Instructions to follow
Would you output each record exactly as it stands?
[Records provided — start]
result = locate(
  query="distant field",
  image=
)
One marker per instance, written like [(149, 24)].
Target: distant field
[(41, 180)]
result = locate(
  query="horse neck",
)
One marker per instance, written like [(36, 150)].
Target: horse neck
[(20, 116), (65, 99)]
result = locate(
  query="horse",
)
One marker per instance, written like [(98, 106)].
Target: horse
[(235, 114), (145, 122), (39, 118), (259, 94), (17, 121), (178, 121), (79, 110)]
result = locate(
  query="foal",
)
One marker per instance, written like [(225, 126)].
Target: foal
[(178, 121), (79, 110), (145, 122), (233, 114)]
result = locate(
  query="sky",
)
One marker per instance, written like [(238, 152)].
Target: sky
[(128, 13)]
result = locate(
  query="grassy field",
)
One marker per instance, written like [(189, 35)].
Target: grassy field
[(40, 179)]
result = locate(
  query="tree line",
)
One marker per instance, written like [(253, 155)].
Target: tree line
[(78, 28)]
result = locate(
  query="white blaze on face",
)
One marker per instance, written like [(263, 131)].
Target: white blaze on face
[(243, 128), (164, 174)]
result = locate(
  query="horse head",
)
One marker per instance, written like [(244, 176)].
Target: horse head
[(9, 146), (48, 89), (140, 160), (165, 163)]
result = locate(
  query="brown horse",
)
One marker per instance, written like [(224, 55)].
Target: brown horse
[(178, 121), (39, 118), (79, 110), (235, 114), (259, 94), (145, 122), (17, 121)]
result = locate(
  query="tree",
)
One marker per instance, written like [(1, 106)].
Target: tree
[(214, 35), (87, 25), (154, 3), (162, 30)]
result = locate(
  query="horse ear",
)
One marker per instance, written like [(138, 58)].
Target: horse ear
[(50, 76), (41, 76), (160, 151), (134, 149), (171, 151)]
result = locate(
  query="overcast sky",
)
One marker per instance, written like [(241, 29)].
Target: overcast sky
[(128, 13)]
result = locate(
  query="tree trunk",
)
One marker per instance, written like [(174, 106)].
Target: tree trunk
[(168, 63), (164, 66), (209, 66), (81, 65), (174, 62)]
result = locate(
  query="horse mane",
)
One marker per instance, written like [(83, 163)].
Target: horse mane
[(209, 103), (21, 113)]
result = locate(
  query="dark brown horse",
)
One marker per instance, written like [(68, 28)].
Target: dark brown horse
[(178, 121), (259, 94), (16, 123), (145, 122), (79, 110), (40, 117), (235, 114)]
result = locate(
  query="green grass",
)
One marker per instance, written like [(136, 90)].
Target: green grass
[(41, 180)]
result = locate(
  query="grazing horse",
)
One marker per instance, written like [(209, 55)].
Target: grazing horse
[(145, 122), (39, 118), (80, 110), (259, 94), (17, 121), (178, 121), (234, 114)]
[Records provided — finish]
Result of this task
result = locate(
  query="distant field",
  image=
)
One marker per instance, written like [(149, 24)].
Target: distant field
[(41, 180)]
result = locate(
  query="horse neck",
)
One marker per instance, written like [(36, 150)].
Target: horse neck
[(20, 116), (65, 99)]
result = locate(
  query="horse",
)
One marker per instance, written like [(98, 106)].
Target: horse
[(235, 114), (145, 122), (39, 118), (259, 94), (17, 121), (178, 121), (79, 110)]
result = locate(
  query="foal",
)
One marker per instance, written like [(225, 126)].
Target: foal
[(178, 121), (79, 110), (145, 122), (233, 114)]
result = locate(
  query="sky",
)
One marker per instance, written like [(238, 152)].
Target: sky
[(128, 13)]
result = locate(
  query="grassy field",
)
One marker per instance, written like [(189, 35)].
Target: grassy field
[(40, 179)]
result = locate(
  query="tree line",
)
One marker per instance, written like [(253, 155)].
Target: tree line
[(78, 28)]
result = locate(
  query="white blaze on face",
)
One marker per instance, written like [(263, 131)].
Target: white blaze on face
[(243, 128), (164, 174)]
result = locate(
  query="horse head",
)
One marker per instance, written like [(244, 176)].
Target: horse head
[(9, 146), (48, 89), (140, 160), (165, 163)]
result = locate(
  query="brown horse",
)
One marker per instance, written like [(224, 55)].
Target: brown horse
[(178, 121), (39, 118), (79, 110), (235, 114), (259, 94), (145, 122), (17, 121)]
result = locate(
  query="tree",
)
One marker per instance, written like [(1, 106)].
Target: tree
[(214, 35), (87, 25), (154, 3), (162, 30)]
result = locate(
  query="horse ear",
)
One marker per instance, written like [(138, 58)].
Target: horse ear
[(50, 76), (41, 76), (160, 151), (134, 149), (171, 151)]
result = locate(
  query="overcast sky",
)
One marker per instance, written like [(241, 29)].
Target: overcast sky
[(128, 13)]
result = locate(
  query="tree trunk",
)
One marker per instance, written like [(174, 106)].
Target: tree trunk
[(168, 63), (164, 66), (209, 66), (81, 65), (174, 62)]
result = locate(
  query="horse mane",
)
One marker per instance, written like [(83, 163)].
Target: horse mane
[(209, 103), (21, 113)]
result = locate(
  query="dark brown horse",
)
One marker per instance, written like [(68, 28)].
Target: dark brown horse
[(178, 121), (259, 94), (16, 123), (145, 122), (79, 110), (40, 117), (235, 114)]
result = locate(
  query="green grass",
)
One marker per instance, written like [(136, 90)].
Target: green grass
[(41, 180)]
result = locate(
  query="grazing horse",
)
One marker per instance, written like [(209, 55)].
Target: grazing horse
[(145, 122), (39, 118), (80, 110), (259, 94), (17, 121), (178, 121), (234, 114)]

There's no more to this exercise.